Material for this exercise>
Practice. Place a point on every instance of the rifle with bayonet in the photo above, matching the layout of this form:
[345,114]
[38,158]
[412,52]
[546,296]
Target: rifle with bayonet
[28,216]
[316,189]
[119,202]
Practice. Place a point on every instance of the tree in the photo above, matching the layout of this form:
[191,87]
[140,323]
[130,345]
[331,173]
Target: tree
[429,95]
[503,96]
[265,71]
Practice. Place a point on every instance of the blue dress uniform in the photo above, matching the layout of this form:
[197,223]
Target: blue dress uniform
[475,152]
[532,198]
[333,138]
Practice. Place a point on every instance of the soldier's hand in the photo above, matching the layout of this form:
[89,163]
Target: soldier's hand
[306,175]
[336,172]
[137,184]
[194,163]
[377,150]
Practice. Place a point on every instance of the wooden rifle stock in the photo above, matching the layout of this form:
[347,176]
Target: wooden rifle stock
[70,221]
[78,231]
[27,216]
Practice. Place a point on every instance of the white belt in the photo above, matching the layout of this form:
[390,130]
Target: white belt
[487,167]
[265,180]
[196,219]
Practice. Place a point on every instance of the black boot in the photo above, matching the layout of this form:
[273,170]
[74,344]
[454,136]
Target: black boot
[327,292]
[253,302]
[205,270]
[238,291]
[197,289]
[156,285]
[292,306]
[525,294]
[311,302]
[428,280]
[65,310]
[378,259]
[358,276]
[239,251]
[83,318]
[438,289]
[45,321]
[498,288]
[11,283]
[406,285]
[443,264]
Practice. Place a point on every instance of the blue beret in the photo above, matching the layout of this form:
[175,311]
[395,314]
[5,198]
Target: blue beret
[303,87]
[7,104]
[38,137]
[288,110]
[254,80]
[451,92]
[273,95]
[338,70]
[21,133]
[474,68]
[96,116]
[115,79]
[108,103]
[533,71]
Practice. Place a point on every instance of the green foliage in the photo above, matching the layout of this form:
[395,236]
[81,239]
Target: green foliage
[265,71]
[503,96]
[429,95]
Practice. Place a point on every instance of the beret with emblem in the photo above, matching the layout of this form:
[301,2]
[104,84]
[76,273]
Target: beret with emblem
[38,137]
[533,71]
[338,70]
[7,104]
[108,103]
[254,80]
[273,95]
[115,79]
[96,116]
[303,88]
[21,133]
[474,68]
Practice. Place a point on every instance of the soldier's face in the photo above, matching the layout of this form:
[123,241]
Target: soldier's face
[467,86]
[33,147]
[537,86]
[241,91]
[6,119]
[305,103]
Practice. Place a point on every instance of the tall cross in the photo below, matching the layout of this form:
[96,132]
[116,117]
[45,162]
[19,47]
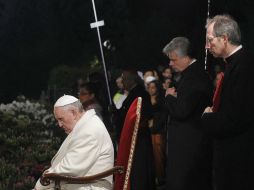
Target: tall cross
[96,25]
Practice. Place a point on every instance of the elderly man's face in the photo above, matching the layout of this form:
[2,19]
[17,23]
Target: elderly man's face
[176,62]
[65,118]
[215,45]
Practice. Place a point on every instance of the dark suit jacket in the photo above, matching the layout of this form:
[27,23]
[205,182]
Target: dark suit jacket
[232,126]
[189,150]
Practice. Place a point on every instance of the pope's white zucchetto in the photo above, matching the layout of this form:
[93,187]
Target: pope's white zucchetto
[65,100]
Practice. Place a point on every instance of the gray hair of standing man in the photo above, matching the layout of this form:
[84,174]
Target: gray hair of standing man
[225,25]
[181,45]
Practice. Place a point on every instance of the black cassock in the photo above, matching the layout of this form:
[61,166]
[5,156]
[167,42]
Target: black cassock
[142,174]
[232,126]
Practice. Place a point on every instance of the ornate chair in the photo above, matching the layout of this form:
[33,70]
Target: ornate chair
[122,168]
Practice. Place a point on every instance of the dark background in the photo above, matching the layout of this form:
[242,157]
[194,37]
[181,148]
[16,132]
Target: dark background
[36,36]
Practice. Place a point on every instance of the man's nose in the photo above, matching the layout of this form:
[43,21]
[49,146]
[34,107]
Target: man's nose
[60,124]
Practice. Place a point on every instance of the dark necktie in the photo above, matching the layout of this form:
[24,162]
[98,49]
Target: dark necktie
[217,93]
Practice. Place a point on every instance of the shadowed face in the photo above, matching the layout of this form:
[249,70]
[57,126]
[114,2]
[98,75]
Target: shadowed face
[215,45]
[176,62]
[152,88]
[66,118]
[85,95]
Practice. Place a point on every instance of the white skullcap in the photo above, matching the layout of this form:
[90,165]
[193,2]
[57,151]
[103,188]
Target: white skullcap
[149,79]
[65,100]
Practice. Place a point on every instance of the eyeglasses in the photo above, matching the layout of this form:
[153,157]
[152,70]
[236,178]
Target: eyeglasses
[210,39]
[82,93]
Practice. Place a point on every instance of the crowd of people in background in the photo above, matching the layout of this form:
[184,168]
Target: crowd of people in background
[187,139]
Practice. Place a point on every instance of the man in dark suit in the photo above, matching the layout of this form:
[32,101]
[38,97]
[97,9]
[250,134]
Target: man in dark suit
[189,162]
[231,123]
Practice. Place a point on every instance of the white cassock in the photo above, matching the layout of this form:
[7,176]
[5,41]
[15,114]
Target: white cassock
[86,151]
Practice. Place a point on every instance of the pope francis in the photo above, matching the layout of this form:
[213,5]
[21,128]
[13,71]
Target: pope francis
[87,150]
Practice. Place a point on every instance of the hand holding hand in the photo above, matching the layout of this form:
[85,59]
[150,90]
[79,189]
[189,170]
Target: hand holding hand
[171,91]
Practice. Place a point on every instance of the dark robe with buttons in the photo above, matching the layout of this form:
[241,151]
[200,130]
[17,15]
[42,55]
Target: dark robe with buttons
[189,162]
[232,126]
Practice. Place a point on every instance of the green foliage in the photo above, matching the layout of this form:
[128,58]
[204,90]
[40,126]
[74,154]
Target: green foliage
[27,143]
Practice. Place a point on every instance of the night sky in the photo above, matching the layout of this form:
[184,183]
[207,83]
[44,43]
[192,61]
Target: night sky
[36,36]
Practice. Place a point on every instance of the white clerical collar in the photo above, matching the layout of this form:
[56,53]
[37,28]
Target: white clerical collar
[235,50]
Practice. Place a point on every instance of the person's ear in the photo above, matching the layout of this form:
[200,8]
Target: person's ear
[224,37]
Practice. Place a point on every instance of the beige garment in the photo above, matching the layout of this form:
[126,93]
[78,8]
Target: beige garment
[86,151]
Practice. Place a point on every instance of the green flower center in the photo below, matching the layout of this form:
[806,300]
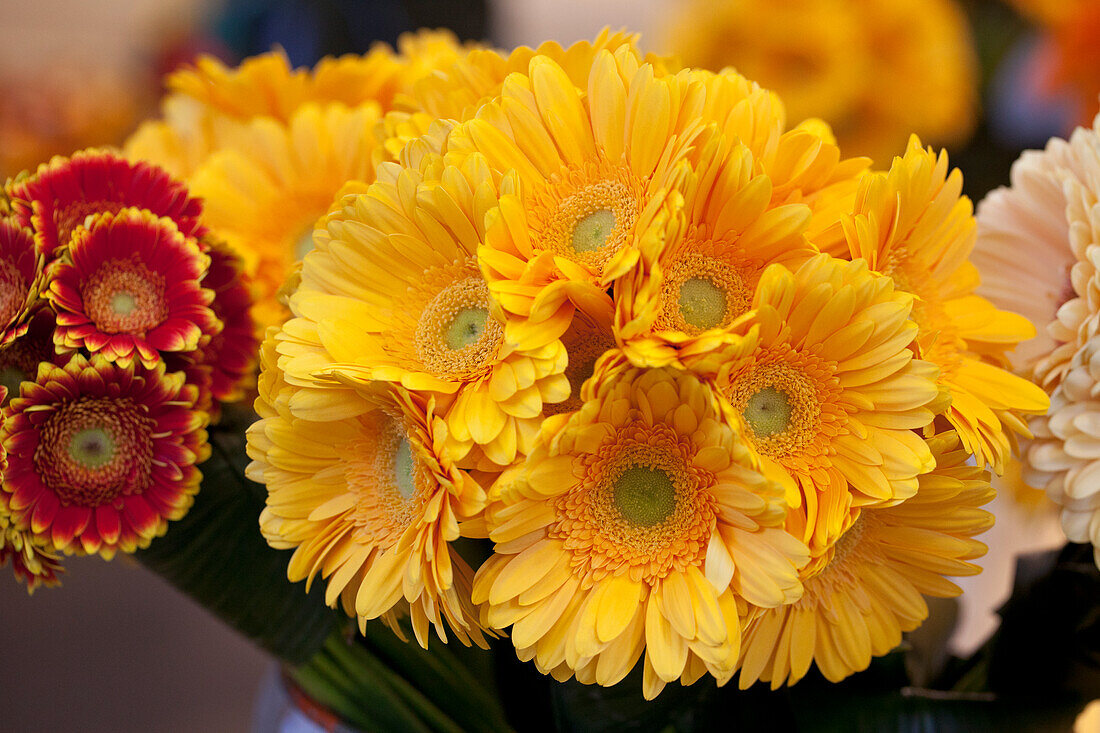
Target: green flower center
[123,303]
[466,328]
[92,447]
[405,469]
[768,412]
[592,231]
[645,496]
[702,303]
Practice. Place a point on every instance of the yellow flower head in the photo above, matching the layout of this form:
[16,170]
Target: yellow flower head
[870,587]
[690,287]
[593,167]
[369,502]
[264,192]
[912,225]
[839,61]
[457,90]
[393,292]
[636,525]
[832,392]
[267,86]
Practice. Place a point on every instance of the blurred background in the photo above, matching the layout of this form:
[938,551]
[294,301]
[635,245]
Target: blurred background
[118,649]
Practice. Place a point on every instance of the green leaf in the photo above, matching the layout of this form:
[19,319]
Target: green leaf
[404,688]
[217,556]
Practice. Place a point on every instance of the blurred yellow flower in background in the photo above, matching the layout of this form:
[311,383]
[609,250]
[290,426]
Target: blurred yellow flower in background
[875,69]
[268,146]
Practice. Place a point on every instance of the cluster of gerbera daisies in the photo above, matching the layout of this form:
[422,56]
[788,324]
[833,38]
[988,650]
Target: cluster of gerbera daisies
[719,397]
[1037,250]
[122,326]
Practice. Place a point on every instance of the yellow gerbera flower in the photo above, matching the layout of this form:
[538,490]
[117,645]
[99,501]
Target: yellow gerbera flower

What this task involves> Exactly reproduce each entry, but drop the pictures.

Task answer>
Practice. Place a point on every instance of the rifle with bayonet in the photo above, matching the layout of this form:
[345,114]
[38,158]
[412,52]
[546,296]
Target: rifle with bayonet
[28,216]
[316,189]
[119,202]
Practice. Place a point on every instance of the tree in the photo above, matching the layout of this form:
[191,87]
[140,323]
[130,345]
[331,173]
Target: tree
[429,95]
[503,96]
[265,71]
Practice. Place a point on every instance of the blue dress uniform in the photo above, matching the layout of this form:
[197,223]
Target: blue dress uniform
[475,152]
[532,198]
[333,138]
Practice. Place a point on every instance of the soldier's hand in the photo above, matching the layout of this form:
[89,163]
Target: soldier's hand
[306,175]
[336,172]
[137,184]
[194,163]
[377,150]
Practice. Place a point on every instance of the wooden rifle stock in the photo above, matching the layout of this form:
[347,176]
Target: wooden rifle stock
[70,221]
[78,231]
[27,216]
Practice. Place a point on every instance of the white belt in the photo above, matching the layout of this form:
[390,130]
Target: white belt
[487,167]
[265,180]
[196,219]
Practice. Place a point on every instance of the black boot in the photo above, matching the layout of this form:
[273,170]
[74,344]
[454,136]
Target: black boot
[327,292]
[253,302]
[205,270]
[238,291]
[197,289]
[156,285]
[292,306]
[525,294]
[311,302]
[428,280]
[65,310]
[378,259]
[358,276]
[239,251]
[83,318]
[438,289]
[45,321]
[498,288]
[11,283]
[406,285]
[443,264]
Practice. Place a point on every instance of the blue beret in the photo above, matching the layout of this form:
[175,311]
[395,314]
[5,198]
Target: blue beret
[303,87]
[7,104]
[38,137]
[288,110]
[254,80]
[451,92]
[273,95]
[338,70]
[21,133]
[474,68]
[96,116]
[115,79]
[108,103]
[533,71]
Practice. Place a point on every instance of the green foliage in the photo above, matching the layout of this form:
[395,236]
[81,239]
Target: green foliage
[265,71]
[503,96]
[429,95]
Practice. Place a point on every instance of the beret with emblem in the photo above, matching the layout of this form:
[301,2]
[104,84]
[76,273]
Target: beret with emblem
[38,137]
[533,71]
[338,70]
[7,104]
[108,103]
[254,80]
[273,95]
[115,79]
[96,116]
[303,88]
[21,133]
[474,68]
Practice. Place a point on every instance of the soldier's face in the photo above, matching the layout of this form:
[123,241]
Target: soldier's face
[467,86]
[33,147]
[537,86]
[241,91]
[6,119]
[305,103]
Practice. Place a point on every instance of the tall cross in the photo below, matching the layout of this form:
[96,132]
[116,117]
[45,162]
[19,47]
Target: tall cross
[96,25]
Practice. Place a point on every instance of the elderly man's face in the photo above, matching the layout of this form:
[2,19]
[17,23]
Target: elderly man's face
[176,62]
[65,118]
[215,45]
Practice. Place a point on every instance of the dark suit jacket in the photo above, matching the layout of this form:
[27,23]
[205,182]
Target: dark suit jacket
[232,126]
[189,150]
Practice. Place a point on every instance of the pope's white zucchetto in the photo above, matching the layout of this form:
[93,187]
Target: pope's white zucchetto
[65,100]
Practice. Place a point on every instance of the gray hair of standing man in the photo above, matching the layout of this form:
[84,174]
Target: gray hair of standing man
[225,25]
[181,45]
Practice. Place a point on every instance of the black cassock in the photo above, matching the layout of this form:
[61,166]
[5,156]
[167,42]
Target: black cassock
[142,174]
[232,126]
Practice. Place a point on every instance of the ornate chair in the photo above, matching the layout of this form:
[33,70]
Target: ornate chair
[122,168]
Practice. Place a point on every instance of the dark background in the photo above, matching the layout of this form:
[242,157]
[194,37]
[181,148]
[16,132]
Target: dark background
[36,36]
Practice. Place a point on every instance of the man's nose in the photo above, matching the layout of this form:
[43,21]
[49,146]
[34,107]
Target: man's nose
[60,124]
Practice. Place a point on every instance of the dark necktie in the photo above, matching the layout of this form:
[24,162]
[98,49]
Target: dark necktie
[217,93]
Practice. Place a point on every instance of the shadowed face in the photo above, matching the layout of this form:
[249,70]
[57,126]
[114,2]
[98,75]
Target: shadowed face
[215,45]
[176,62]
[152,88]
[66,118]
[85,95]
Practice. Place a point on every instance of the white skullcap in the photo above, matching the layout of this form:
[90,165]
[193,2]
[57,151]
[103,188]
Target: white skullcap
[149,79]
[65,100]
Practice. Place a point on every instance of the eyeglasses in the photo above, matching the layout of this form:
[153,157]
[152,70]
[236,178]
Target: eyeglasses
[210,39]
[82,93]
Practice. Place a point on every instance of the crowd of people in background in the photo above, matching the layout of this form:
[184,168]
Target: crowd of people in background
[187,139]
Practice. Place a point on every instance of the man in dark suit in the photo above, matching the layout of this form:
[32,101]
[38,97]
[97,9]
[250,134]
Target: man in dark suit
[189,162]
[231,123]
Practice. Place a point on every instance of the white cassock in the photo above, matching the layout of this form:
[7,176]
[5,41]
[15,114]
Target: white cassock
[86,151]
Practice. Place a point on every instance of the pope francis in the photo above, matching the layout of this form:
[213,5]
[21,128]
[13,71]
Target: pope francis
[87,150]
Practice. Place a point on every instance of the hand holding hand in the photo above, matching the layout of this form:
[85,59]
[150,90]
[79,189]
[189,170]
Target: hand holding hand
[171,91]
Practice. Place a point on every instance of the dark robe with buttons in the photo above, matching the layout of this form:
[241,151]
[200,130]
[17,15]
[42,55]
Target: dark robe with buttons
[189,162]
[232,126]
Practice. Place a point on every instance of the green foliage in the photo above, matching the layout of this form:
[128,58]
[204,90]
[40,126]
[74,154]
Target: green foliage
[27,143]
Practice. Place a point on every instance of the night sky in the photo above, matching the layout of this form:
[184,183]
[207,83]
[44,43]
[192,61]
Target: night sky
[36,36]
Practice. Place a point on every instance of the white clerical collar in the photo above, matching the layout of this form:
[56,53]
[37,28]
Target: white clerical collar
[235,50]
Practice. Place a point on every instance of the person's ear in the photo above, matching the layout of this form:
[200,8]
Target: person's ear
[224,37]
Practice. Place a point on every instance of the beige garment in the photo above, matching the layout of this form:
[126,93]
[78,8]
Target: beige garment
[86,151]
Practice. Place a point on every instance of the green flower center in the photo below, matching the layout of this form:
[806,300]
Target: green flower center
[123,303]
[466,328]
[92,447]
[405,469]
[768,412]
[592,231]
[645,496]
[702,303]
Practice. Place a point on every instance of the yellow flower head in the photo above, matching the layout of this form:
[16,170]
Target: yellow flower head
[870,587]
[690,287]
[593,167]
[369,502]
[264,192]
[912,225]
[839,61]
[457,90]
[393,292]
[636,525]
[832,392]
[267,86]
Practice. Place a point on every instance of the blurred background in the photo above, matching the layout of this form:
[938,551]
[294,301]
[635,245]
Target: blurred background
[118,649]
Practice. Place a point on every instance of the green leaf in the photo above, matching the layout of this form:
[19,319]
Target: green leaf
[404,688]
[217,556]
Practice. Place a point on every instance of the blurred yellow flower in background in the photo above, matching the layout of this form:
[311,383]
[609,250]
[290,426]
Target: blurred yellow flower in background
[875,69]
[268,146]
Practice. Place a point on every instance of the cluster of gerbera daisies in the photo above, matching the layout of this form:
[422,56]
[788,324]
[833,38]
[988,650]
Target: cluster of gerbera daisies
[719,397]
[1037,250]
[122,326]
Practice. Place a point on every instance of the yellow gerbera flower in the photo above, matching the layout of this form:
[538,490]
[117,645]
[99,501]
Target: yellow gerbera flower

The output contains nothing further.